# Quoted passage

========================================================================

Processing RDF with SPARQL
Summary
This chapter introduces the sparql-maven-plugin
.
Purpose
- The plugin enables within a
pom.xml
file the generate, transformation, enrichment, and repair of any type of RDF data. - What makes the combination of SPARQL and Maven especially powerful is the interplay of maven properties with SPARQL:
- Maven metadata can be used to interpolate SPARQL query strings.
- Conversely, SPARQL function extensions make it possible to query the
pom.xml
model using XPath.
Use Cases
- The
maven-sparql-plugin
is a powerful tool that can be used for many use cases. A typical use case is to generate metadate in the following models:- Vocabulary of Interlinked Datasets (VoID): Captures statistical information about an RDF dataset, such as the frequences of classes and properties.

========================================================================

# Data lines
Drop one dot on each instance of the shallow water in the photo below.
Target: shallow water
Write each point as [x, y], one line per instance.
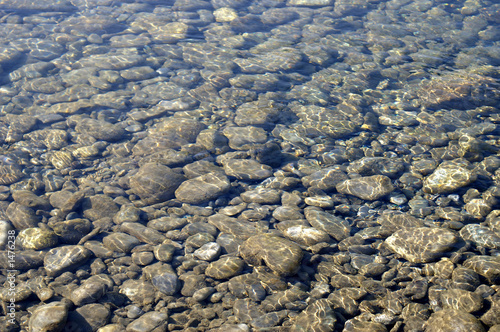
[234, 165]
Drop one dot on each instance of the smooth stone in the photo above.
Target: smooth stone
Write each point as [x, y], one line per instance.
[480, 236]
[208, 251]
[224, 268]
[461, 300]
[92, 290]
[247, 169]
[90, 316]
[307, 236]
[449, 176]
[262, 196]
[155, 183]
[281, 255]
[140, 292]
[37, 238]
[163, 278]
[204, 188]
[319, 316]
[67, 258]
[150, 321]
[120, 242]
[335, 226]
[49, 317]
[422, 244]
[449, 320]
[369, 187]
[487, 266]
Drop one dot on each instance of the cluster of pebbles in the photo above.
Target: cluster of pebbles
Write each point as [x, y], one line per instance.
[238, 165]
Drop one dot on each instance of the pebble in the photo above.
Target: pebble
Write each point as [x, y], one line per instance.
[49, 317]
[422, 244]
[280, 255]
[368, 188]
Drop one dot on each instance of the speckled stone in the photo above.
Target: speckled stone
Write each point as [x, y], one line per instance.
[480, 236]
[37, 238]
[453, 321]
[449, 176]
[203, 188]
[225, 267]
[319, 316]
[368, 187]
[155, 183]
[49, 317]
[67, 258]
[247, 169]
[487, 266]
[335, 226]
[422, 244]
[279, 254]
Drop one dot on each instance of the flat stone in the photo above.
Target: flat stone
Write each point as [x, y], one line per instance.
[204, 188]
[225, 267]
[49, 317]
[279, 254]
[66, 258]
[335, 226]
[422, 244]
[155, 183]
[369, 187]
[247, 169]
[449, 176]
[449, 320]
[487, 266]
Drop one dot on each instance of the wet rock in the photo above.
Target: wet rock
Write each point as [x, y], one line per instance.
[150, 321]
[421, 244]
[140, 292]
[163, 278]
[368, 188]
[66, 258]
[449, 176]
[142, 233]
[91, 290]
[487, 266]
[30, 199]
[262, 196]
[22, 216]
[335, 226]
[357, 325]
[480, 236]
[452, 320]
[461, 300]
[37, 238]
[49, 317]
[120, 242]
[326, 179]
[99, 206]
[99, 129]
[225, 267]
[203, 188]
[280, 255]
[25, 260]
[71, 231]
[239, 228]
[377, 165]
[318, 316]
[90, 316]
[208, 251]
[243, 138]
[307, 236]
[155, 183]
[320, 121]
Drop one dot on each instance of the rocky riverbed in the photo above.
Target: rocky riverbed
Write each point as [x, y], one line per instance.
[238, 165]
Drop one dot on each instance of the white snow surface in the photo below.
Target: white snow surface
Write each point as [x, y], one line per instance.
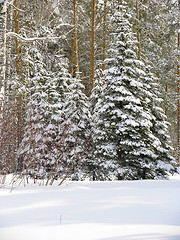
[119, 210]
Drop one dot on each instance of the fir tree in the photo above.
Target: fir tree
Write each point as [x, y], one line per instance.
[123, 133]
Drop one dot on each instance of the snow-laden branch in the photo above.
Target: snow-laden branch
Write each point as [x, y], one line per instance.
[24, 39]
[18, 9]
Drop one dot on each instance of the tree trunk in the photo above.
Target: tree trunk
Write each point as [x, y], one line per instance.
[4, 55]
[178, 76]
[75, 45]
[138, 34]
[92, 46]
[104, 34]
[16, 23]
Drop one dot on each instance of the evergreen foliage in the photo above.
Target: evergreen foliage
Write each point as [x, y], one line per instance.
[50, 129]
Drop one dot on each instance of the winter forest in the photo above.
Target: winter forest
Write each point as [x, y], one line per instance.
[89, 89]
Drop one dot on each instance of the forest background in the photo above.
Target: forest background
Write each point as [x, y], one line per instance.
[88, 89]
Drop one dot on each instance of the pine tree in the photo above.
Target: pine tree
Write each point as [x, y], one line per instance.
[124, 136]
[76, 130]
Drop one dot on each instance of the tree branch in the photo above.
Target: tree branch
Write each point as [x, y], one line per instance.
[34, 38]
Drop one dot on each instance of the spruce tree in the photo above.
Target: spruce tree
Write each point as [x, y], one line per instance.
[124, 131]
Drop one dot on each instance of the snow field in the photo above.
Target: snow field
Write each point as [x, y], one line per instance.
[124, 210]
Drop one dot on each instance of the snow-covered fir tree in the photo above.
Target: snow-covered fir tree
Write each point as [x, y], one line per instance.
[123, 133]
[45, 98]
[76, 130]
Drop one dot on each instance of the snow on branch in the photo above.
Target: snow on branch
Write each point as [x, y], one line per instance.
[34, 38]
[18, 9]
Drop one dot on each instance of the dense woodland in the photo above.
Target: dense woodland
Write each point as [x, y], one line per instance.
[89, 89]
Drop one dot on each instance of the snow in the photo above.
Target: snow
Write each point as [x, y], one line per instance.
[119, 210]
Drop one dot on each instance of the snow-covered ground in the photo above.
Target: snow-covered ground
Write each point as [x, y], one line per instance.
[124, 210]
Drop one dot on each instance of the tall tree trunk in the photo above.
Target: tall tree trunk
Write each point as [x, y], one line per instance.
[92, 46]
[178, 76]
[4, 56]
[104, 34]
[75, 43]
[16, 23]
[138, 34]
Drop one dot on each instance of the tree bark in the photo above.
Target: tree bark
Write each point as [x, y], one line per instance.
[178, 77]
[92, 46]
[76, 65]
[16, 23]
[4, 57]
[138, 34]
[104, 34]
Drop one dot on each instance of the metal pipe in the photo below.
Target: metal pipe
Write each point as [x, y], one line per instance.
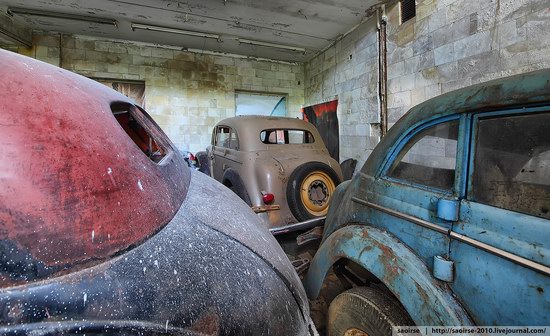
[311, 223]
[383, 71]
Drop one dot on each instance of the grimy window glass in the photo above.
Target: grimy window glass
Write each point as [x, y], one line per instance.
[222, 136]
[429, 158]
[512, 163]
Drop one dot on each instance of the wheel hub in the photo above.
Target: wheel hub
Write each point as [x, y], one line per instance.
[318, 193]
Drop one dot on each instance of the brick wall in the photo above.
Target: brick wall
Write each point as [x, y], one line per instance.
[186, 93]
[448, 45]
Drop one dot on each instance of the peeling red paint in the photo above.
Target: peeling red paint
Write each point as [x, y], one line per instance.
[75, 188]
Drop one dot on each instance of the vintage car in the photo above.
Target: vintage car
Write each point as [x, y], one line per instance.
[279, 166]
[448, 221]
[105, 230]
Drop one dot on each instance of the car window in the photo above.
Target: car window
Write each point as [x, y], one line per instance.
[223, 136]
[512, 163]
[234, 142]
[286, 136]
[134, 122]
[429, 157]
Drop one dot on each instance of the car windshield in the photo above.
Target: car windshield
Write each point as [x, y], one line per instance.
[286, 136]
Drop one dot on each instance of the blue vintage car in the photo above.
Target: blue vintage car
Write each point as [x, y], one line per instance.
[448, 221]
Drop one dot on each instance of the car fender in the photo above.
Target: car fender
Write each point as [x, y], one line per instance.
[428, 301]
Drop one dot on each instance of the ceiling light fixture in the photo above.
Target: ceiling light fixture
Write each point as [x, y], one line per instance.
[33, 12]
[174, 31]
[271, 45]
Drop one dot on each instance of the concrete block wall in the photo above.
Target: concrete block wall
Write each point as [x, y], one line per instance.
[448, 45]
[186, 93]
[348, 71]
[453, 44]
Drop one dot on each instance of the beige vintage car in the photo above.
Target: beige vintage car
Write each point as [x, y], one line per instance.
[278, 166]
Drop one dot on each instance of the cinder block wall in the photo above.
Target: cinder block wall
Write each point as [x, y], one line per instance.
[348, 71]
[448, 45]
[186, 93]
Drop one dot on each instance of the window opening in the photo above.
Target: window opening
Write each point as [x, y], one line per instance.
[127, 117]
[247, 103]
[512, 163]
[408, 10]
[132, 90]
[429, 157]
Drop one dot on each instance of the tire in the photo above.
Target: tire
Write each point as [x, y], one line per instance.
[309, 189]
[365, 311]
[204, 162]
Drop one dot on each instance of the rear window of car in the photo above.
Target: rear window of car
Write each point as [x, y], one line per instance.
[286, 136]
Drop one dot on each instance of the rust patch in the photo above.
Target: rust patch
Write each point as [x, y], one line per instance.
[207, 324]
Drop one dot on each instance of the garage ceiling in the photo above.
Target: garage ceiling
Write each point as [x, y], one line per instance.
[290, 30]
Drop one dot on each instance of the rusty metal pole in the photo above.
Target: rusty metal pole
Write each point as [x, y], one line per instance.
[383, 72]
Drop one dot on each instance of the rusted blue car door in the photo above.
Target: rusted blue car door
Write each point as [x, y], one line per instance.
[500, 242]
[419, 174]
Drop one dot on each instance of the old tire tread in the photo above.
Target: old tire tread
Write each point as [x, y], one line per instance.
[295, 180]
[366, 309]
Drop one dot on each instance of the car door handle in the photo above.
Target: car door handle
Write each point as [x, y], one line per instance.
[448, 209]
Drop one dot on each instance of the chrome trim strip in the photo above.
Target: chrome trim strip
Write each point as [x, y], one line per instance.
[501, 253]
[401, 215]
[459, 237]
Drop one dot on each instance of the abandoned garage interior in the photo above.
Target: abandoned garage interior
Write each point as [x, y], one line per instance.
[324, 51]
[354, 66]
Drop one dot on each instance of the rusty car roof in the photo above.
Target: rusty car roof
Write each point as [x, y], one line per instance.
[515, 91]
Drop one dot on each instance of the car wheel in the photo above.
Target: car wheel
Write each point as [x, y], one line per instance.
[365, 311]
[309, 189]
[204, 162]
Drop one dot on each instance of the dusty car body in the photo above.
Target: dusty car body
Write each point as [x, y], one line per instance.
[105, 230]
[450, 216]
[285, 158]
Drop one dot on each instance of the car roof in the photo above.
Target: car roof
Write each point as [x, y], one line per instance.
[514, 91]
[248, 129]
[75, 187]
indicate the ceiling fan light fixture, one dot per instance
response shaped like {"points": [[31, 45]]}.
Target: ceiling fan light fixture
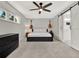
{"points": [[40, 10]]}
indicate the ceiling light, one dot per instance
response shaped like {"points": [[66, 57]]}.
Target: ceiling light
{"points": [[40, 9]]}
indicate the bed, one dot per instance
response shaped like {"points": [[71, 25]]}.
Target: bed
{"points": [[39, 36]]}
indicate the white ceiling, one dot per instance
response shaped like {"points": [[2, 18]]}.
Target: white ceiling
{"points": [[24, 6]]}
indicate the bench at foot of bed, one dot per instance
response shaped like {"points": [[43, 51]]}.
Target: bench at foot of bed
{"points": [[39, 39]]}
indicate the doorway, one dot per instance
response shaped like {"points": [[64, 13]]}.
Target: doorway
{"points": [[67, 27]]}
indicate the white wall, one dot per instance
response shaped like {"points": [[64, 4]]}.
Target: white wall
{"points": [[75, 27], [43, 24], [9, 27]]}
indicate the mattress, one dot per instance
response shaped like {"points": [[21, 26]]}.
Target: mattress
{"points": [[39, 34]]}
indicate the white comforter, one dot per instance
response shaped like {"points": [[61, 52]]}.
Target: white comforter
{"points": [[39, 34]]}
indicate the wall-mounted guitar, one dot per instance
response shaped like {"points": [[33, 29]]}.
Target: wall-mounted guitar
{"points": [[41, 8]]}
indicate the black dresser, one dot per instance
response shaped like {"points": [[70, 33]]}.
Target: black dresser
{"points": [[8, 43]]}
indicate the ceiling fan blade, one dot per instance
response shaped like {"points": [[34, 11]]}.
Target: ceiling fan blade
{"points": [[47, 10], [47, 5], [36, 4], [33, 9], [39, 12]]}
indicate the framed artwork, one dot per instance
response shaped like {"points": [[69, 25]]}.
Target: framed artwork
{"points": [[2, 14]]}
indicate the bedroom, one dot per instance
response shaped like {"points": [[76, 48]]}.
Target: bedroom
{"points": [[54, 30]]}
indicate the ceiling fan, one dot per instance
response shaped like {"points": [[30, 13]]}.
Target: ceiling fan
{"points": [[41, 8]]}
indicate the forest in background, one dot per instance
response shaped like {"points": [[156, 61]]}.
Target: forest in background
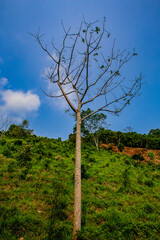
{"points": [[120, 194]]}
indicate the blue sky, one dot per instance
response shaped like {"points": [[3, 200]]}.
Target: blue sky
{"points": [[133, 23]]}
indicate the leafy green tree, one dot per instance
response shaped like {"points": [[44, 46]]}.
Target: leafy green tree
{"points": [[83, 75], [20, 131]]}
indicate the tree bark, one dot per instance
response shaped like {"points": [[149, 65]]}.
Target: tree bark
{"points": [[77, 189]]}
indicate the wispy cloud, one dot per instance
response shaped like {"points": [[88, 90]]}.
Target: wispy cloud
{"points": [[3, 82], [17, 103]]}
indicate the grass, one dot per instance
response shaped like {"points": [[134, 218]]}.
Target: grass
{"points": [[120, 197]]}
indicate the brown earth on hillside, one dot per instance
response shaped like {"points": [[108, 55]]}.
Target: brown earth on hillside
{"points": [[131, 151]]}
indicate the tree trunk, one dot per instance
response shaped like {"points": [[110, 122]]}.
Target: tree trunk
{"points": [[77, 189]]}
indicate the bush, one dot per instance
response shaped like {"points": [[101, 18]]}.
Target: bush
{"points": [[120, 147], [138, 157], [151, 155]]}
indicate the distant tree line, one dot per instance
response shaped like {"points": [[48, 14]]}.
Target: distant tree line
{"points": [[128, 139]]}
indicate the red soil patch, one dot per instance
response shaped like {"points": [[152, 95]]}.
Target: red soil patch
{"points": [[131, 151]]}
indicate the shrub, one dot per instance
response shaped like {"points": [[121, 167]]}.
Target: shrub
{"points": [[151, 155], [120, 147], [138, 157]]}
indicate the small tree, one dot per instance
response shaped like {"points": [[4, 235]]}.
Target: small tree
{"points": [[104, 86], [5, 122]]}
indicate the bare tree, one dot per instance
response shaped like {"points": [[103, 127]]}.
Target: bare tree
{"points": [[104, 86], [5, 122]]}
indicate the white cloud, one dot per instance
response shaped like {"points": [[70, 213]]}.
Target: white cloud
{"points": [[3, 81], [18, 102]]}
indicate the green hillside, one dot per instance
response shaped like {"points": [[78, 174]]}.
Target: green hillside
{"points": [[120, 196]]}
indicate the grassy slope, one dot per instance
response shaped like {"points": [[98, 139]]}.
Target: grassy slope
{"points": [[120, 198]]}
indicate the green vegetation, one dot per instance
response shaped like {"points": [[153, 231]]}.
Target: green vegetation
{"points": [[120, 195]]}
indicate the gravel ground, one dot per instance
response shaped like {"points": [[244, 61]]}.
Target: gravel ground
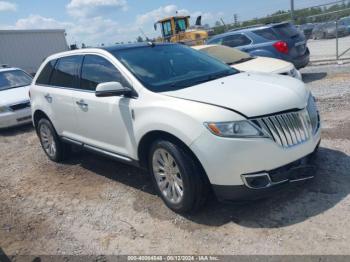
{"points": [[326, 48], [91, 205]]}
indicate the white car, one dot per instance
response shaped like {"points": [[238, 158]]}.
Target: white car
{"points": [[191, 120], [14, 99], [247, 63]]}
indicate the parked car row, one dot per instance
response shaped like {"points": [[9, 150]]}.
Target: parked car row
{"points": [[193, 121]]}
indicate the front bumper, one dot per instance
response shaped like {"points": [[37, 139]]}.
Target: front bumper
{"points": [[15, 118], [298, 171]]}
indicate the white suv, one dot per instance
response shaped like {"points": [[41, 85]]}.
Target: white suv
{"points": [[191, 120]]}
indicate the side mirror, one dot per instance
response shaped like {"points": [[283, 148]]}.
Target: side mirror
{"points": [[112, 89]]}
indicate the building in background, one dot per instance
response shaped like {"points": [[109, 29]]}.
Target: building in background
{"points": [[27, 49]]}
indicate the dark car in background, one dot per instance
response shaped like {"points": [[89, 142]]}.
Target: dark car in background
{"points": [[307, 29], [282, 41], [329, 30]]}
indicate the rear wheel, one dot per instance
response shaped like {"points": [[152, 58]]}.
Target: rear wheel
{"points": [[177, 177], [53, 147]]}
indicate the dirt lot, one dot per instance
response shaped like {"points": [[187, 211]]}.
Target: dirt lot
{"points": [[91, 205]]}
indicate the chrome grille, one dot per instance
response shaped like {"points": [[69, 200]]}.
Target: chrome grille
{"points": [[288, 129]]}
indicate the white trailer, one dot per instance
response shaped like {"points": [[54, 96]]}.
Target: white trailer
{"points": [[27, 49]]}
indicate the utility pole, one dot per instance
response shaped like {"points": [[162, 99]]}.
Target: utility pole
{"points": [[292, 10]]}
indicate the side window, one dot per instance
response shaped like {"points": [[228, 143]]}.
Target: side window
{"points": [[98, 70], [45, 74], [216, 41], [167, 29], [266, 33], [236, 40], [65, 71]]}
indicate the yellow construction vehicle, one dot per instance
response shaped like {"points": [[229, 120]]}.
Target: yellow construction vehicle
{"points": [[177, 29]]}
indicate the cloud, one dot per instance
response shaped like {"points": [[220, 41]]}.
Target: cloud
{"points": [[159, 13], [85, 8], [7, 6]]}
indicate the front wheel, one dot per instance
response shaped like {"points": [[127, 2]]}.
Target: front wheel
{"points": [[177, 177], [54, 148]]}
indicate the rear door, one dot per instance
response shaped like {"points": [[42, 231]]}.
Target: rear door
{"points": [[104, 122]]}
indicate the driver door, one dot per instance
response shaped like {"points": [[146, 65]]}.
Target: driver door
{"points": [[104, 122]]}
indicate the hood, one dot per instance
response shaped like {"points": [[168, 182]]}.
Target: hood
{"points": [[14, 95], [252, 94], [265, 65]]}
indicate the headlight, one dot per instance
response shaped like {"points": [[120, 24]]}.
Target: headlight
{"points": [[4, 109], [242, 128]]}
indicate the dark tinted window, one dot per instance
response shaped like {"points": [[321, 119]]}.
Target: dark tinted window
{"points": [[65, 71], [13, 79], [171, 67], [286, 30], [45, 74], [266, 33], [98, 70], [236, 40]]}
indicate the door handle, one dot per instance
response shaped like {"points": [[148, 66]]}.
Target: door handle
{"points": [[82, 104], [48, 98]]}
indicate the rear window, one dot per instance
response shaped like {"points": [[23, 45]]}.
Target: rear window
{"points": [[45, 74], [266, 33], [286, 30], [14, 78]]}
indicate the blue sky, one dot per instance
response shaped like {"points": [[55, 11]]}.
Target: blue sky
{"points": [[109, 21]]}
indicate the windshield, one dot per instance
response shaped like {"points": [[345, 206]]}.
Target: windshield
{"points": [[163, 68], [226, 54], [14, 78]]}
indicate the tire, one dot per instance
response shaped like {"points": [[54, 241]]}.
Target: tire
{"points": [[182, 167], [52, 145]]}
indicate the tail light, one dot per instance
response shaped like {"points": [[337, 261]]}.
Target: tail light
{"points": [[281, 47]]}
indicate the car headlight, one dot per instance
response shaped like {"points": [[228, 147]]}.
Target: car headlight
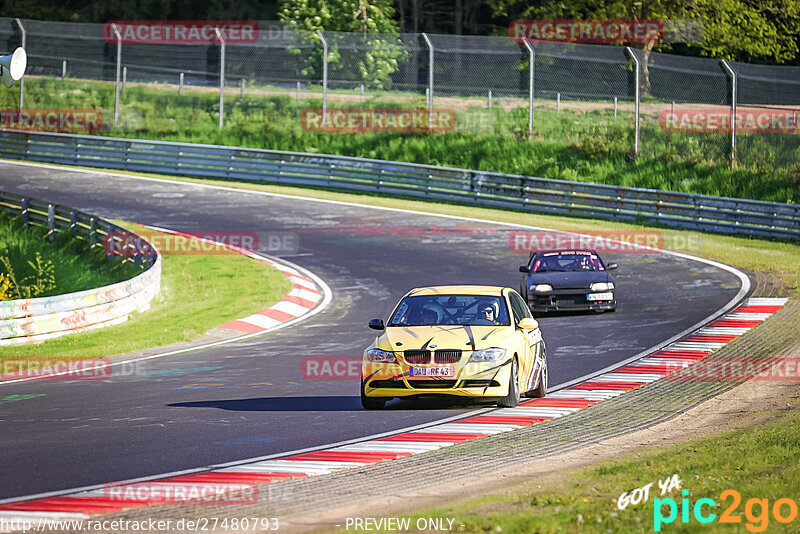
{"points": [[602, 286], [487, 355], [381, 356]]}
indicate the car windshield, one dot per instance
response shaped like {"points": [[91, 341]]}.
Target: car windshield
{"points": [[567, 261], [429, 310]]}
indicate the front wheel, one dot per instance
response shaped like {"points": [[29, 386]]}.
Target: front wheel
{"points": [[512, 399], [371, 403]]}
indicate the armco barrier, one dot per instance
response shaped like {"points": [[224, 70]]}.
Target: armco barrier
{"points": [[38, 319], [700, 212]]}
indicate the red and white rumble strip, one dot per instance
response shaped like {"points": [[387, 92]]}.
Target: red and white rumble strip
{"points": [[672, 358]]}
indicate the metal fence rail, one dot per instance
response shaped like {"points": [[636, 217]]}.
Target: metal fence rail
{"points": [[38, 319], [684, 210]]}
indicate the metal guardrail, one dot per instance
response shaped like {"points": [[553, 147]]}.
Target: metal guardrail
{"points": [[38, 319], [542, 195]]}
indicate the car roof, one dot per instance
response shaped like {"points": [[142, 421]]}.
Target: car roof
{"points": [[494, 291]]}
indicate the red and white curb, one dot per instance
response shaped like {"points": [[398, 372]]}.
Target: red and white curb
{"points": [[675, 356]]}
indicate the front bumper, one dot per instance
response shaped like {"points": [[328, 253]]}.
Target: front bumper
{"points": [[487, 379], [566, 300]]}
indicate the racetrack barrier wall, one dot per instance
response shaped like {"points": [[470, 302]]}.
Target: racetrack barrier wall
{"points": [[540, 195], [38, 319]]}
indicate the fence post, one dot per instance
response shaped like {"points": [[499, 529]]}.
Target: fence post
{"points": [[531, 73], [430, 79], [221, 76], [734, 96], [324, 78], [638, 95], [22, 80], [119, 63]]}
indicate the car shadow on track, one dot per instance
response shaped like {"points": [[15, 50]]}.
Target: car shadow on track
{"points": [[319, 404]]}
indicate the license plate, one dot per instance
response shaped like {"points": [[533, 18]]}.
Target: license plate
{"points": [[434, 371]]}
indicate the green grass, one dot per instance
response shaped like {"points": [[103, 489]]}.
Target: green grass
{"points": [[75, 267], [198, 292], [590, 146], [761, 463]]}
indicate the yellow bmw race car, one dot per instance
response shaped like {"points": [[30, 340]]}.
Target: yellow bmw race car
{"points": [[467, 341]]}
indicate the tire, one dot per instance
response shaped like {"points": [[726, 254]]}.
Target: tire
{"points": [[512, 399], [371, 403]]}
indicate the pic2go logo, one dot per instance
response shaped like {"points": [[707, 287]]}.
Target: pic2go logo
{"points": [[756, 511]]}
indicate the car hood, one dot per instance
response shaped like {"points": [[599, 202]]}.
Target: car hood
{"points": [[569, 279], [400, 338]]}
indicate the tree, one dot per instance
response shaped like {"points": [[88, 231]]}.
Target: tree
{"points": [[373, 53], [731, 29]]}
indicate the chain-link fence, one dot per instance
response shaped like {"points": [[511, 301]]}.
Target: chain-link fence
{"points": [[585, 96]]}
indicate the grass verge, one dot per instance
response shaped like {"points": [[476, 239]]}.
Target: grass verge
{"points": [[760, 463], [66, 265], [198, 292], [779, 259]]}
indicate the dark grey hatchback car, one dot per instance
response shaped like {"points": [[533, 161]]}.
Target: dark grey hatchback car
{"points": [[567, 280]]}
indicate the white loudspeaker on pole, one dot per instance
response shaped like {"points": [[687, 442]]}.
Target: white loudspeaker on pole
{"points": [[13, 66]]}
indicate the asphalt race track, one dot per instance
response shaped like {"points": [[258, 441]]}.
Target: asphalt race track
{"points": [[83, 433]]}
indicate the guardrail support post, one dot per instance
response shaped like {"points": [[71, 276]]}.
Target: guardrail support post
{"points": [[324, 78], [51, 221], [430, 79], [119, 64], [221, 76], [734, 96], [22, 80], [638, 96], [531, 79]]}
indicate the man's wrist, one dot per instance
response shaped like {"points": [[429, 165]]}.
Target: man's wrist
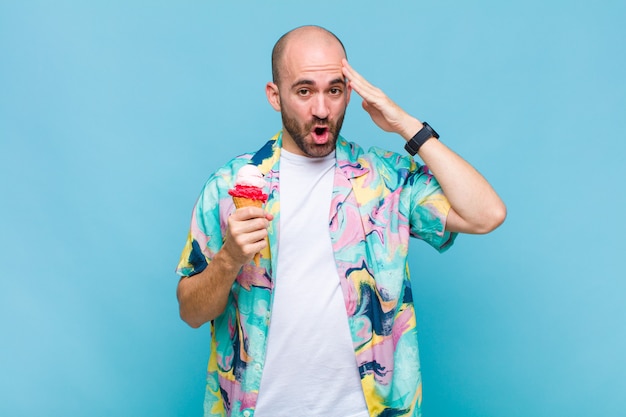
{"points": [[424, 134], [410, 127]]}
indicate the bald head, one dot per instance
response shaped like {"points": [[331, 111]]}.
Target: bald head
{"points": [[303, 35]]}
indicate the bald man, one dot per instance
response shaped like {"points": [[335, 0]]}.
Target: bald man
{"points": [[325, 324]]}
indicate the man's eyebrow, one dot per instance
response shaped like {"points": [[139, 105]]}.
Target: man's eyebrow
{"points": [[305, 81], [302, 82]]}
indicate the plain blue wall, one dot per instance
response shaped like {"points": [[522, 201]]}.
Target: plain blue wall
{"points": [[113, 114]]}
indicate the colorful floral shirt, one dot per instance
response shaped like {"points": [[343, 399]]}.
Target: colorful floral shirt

========================================================================

# Exercise requirements
1. Answer these questions using the page on processing RDF with SPARQL:
(a) According to the page, what can Maven metadata be used for?
(b) What do SPARQL function extensions make it possible to do?
(c) What kind of information does Vocabulary of Interlinked Datasets (VoID) capture about an RDF dataset?
2. From the page on processing RDF with SPARQL, write out the stretch from "Processing RDF with" through "model using XPath.".

# Per-task outputs
1.
(a) Maven metadata can be used to interpolate SPARQL query strings.
(b) They make it possible to query the pom.xml model using XPath.
(c) It captures statistical information about an RDF dataset.

2.
Processing RDF with SPARQL
Summary
This chapter introduces the sparql-maven-plugin
.
Purpose
- The plugin enables within a
pom.xml
file the generate, transformation, enrichment, and repair of any type of RDF data. - What makes the combination of SPARQL and Maven especially powerful is the interplay of maven properties with SPARQL:
- Maven metadata can be used to interpolate SPARQL query strings.
- Conversely, SPARQL function extensions make it possible to query the
pom.xml
model using XPath.